● About this exercise: Reproduce the full set of records that follow, exactly as shown.

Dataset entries
-=-=-
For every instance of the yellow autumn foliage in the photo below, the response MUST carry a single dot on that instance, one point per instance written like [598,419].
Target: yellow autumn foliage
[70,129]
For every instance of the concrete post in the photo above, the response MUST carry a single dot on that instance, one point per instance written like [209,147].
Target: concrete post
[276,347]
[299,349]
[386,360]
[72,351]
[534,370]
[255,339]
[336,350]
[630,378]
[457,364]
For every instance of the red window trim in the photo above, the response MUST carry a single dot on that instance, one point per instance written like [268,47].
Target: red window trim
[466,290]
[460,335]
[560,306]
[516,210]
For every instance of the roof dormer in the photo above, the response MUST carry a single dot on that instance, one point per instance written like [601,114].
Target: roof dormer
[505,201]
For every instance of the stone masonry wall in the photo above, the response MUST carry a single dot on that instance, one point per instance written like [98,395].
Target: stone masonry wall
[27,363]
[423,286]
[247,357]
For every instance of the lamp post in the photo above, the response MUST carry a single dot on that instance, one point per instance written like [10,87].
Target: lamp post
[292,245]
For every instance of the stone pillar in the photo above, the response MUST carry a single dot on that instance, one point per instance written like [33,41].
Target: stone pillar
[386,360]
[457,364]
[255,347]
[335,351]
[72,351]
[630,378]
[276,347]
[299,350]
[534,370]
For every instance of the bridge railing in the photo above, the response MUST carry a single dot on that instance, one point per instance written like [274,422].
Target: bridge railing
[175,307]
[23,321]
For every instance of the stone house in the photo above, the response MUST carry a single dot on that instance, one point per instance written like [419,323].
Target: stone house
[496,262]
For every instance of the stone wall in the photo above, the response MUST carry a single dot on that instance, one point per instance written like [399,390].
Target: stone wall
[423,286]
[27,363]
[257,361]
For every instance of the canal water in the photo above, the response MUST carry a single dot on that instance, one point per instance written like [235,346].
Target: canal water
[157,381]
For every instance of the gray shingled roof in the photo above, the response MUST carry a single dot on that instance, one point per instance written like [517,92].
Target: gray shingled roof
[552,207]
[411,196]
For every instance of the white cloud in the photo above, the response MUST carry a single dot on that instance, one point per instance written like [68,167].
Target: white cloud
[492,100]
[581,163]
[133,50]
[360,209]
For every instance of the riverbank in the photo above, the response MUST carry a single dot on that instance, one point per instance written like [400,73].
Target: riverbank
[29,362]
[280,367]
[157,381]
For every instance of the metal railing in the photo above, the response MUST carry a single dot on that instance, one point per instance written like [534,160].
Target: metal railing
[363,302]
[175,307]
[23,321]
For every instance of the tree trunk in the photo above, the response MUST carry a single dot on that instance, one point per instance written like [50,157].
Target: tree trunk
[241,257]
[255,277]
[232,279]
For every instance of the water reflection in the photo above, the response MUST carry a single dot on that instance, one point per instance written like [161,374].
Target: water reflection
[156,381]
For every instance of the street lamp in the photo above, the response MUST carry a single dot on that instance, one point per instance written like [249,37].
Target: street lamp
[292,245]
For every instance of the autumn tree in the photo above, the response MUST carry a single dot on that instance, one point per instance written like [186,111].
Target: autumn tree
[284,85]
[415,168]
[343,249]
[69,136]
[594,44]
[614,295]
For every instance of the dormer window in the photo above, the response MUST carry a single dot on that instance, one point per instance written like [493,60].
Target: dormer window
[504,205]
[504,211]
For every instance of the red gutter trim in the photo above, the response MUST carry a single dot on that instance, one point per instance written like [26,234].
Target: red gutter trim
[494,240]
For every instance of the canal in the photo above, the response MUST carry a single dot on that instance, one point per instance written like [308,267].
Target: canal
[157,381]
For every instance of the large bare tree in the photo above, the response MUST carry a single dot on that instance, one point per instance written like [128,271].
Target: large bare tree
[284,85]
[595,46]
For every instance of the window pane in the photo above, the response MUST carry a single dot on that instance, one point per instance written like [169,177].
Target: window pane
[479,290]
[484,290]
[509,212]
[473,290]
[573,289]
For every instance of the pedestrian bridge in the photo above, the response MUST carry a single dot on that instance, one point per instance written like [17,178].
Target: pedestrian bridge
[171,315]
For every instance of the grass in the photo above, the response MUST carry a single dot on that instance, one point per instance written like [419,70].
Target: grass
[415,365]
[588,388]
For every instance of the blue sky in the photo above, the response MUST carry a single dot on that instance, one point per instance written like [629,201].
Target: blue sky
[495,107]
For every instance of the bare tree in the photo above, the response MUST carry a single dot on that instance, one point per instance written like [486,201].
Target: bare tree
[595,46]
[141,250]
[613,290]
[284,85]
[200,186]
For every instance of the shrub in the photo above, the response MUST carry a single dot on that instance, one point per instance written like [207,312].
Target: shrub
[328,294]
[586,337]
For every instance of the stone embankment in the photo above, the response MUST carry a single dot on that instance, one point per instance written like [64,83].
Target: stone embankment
-=-=-
● Response below:
For every instance of the yellow autumn foliage in the photo below, the response MUST carry a single dot on that instance, one point per instance written like [598,419].
Target: yellow autumn foliage
[70,129]
For every instance of the concrete post in the photo above, the response MUST carry a single dot on that instance, one point per instance written like [209,147].
Target: concrete post
[276,347]
[299,349]
[386,360]
[72,351]
[534,370]
[255,339]
[336,350]
[630,378]
[457,364]
For every instance of the red window trim in the photo above, the response MUST carry a single dot on that instance, one point per instance written like [268,47].
Target: red window trim
[466,290]
[460,335]
[560,306]
[516,210]
For every instance of the roof dormer in the photo above, the response MUST carry a single dot on that instance, one point per instance written like [601,114].
Target: roof dormer
[505,201]
For every instance of the stone masonry wall in the photo above, the response MUST carry a single dot on that instance, one point per instance written like [98,395].
Target: stone masonry wall
[27,363]
[423,286]
[247,357]
For every instance of the lamp post in the photo above, the response MUST carry a single dot on that instance, one point per instance written like [10,87].
Target: lamp post
[292,245]
For every instance of the stone pillar in the photo above, the response MUST carry a single dot on that instance, one point per instance written like [33,41].
Target: stone pillar
[386,360]
[457,364]
[255,347]
[335,351]
[72,351]
[630,378]
[276,347]
[299,350]
[534,370]
For every instance of the bridge railing in the photo above, the response MUST carry a single dot on that instance, one point per instance written like [274,422].
Target: bridge railing
[175,307]
[23,321]
For every instance of the stone house in the photo above, the response MUST carry a single dot on that instance, one point per instance written like [419,323].
Target: stone house
[496,262]
For every instance of the stone wall in the photo above, the response MUST carry a single dot on that instance, one point per instance written like [399,390].
Target: stone wall
[423,286]
[27,363]
[257,361]
For every instance of the canal water in the photo above, the response MUST carry a single dot on that instance, one point per instance written like [235,346].
Target: canal water
[157,381]
For every instance of the gray shingled roof in the photo above, the response MUST carry a single dot on that instance, one point per instance written like [517,92].
Target: gray shingled roof
[552,207]
[411,196]
For every instance of the white cloud in the photo above, the response MUST carry a single dot on that instance, one point per instance written like [68,167].
Target: white cloud
[492,100]
[581,163]
[133,50]
[360,209]
For every instance of the riverbank in the photo above, the response MUST carry a single dot on that instance, one point per instance written like [400,73].
Target: riverbank
[29,362]
[280,367]
[157,381]
For every instance of the metal railing in the photo above, the response MUST carry a single dot on that instance, one point per instance written like [534,160].
Target: metal railing
[363,302]
[175,307]
[23,321]
For every instance of the tree trunk in the photo above, the response MUST carry a single dot on that instance, one point per instance written like [50,157].
Target: tree trunk
[241,257]
[255,277]
[232,279]
For every instance of the water reflection in the photo above, the response MUST carry a single dot on that instance, one point per instance written like [161,374].
Target: water reflection
[156,381]
For every instance of the street lamp in the photo above, the response MUST carry a single dot on that instance, one point per instance written like [249,37].
Target: street lamp
[292,245]
For every instance of the autumn tree in the photo above, the response MUST carry a single dot on that instance, one point per instance written like [186,111].
Target: autumn tree
[284,85]
[415,168]
[343,249]
[69,136]
[594,44]
[614,295]
For every instance of the dormer window in the photo above, the response MUST carry a single dot on that instance, one point per instance written like [493,60].
Target: dormer window
[504,205]
[504,211]
For every instance of the red gutter trim in the photo above, the response MUST carry a single dot on that instance, one point per instance written like [26,234].
Target: red gutter trim
[494,240]
For every instance of the canal in the photo above, the response MUST carry a single dot on that instance, one point per instance written like [308,267].
Target: canal
[157,381]
For every instance of the large bare tree in the photo above, the response MUST carry a single dot on that instance, one point per instance written like [128,271].
Target: large bare tree
[284,85]
[595,46]
For every instance of the window pane in the photo above, the response MUST carry a single dot on that instance, one point per instance written like [169,177].
Target: window pane
[479,290]
[484,290]
[509,212]
[473,290]
[573,289]
For every instance of the pedestrian bridge in the photo above, the response MUST carry a single dot on that instance, one point per instance written like [17,178].
Target: pedestrian bridge
[171,315]
For every instance of the grass in the photo above, the response MUST carry a single dot on that instance, one point per instance written like [419,70].
Target: grass
[415,365]
[588,388]
For every instance of the blue sky in the photo above, the response MUST carry a single dot on that instance, one point per instance written like [629,201].
Target: blue sky
[495,107]
For every instance of the bare tree in the photo above, the response MUST carry a single dot on that instance, one point per instance written like [486,201].
Target: bare tree
[595,46]
[141,250]
[613,290]
[284,85]
[200,186]
For every instance of the shrub in the photo above, the response MUST carry a single dot on that instance, one point per instance written like [207,312].
Target: shrub
[328,294]
[586,337]
For every instance of the stone embankment in the photo above, the response MUST carry a single dot on that instance, one point per instance written like [64,83].
Target: stone embankment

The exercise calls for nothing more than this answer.